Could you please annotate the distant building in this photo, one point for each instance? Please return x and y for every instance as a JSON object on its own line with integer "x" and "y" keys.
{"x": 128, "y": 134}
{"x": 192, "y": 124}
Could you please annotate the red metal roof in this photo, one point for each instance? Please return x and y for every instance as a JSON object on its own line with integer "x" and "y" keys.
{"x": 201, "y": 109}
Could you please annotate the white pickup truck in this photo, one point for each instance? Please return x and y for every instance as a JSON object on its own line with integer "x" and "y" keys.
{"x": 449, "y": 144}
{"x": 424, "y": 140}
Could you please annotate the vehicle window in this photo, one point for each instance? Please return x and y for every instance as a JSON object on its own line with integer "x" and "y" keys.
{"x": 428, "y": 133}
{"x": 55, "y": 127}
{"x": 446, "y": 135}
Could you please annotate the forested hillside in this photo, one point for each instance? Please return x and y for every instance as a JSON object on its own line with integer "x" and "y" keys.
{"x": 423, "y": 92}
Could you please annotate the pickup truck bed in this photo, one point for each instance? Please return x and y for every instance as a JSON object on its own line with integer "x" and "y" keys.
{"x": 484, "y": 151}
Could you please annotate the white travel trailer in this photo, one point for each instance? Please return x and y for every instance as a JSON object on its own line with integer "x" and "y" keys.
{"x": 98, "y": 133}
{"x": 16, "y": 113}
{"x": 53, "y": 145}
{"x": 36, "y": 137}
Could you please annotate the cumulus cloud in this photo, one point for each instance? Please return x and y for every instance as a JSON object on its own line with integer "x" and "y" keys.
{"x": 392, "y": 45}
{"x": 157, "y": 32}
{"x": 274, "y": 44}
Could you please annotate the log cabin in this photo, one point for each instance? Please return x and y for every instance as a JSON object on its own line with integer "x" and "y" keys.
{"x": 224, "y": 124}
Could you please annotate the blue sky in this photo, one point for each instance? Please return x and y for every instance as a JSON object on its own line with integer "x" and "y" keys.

* Action item
The material is to be transcribed once more, exactly and completely.

* Written reply
Could you please annotate the distant building in this photo, one point for each instance? Please return x and y for every instance as a JSON object on its own line with integer "x" and "y" keys.
{"x": 128, "y": 134}
{"x": 192, "y": 124}
Could you please annotate the red metal roof in this photo, one point for each instance? Please return x and y for every instance as a JSON object on its own line with integer "x" and "y" keys.
{"x": 201, "y": 109}
Could you please annotate the white pickup truck in this photo, one point for each instance? Please return x and y for every instance as a JSON object on its own line with integer "x" and "y" keys.
{"x": 449, "y": 144}
{"x": 424, "y": 140}
Could you please annotate the vehicle window in this photo, one point for each instance? Please return x and y for every instance as a JSON object on its own line with integer "x" and "y" keys.
{"x": 428, "y": 133}
{"x": 55, "y": 127}
{"x": 446, "y": 135}
Could you please annotate the forested hillside in this photo, one point for each instance? Please return x and y for every instance as a JSON object on its own line with integer "x" and "y" keys.
{"x": 423, "y": 92}
Could you please annotate the pickup truck bed in this photo, one point for each instance? Please return x and y for every instance as a JSON object on its own line with integer "x" and "y" keys.
{"x": 484, "y": 151}
Could you please annotate the white travel trailer in this photo, one point for each instance? Please return x and y for every instance as a JSON object on its own line with integer "x" and "y" keys.
{"x": 98, "y": 133}
{"x": 16, "y": 113}
{"x": 53, "y": 145}
{"x": 36, "y": 137}
Could you please annotate the cumulus cloud in this photo, one point for each instance? Please return x and y for every instance as a JSON object on its own line with integer "x" and "y" keys.
{"x": 392, "y": 45}
{"x": 157, "y": 32}
{"x": 274, "y": 44}
Could you please annotate the log cabin in this photo, one point for each instance? Please return x and y for every instance as a JSON object on its own line with integer "x" and "y" keys.
{"x": 224, "y": 124}
Could you please annotate the blue sky in this photo, one point for each instance? Please return x and y for every instance as a JSON object on its own line with integer "x" and "y" keys.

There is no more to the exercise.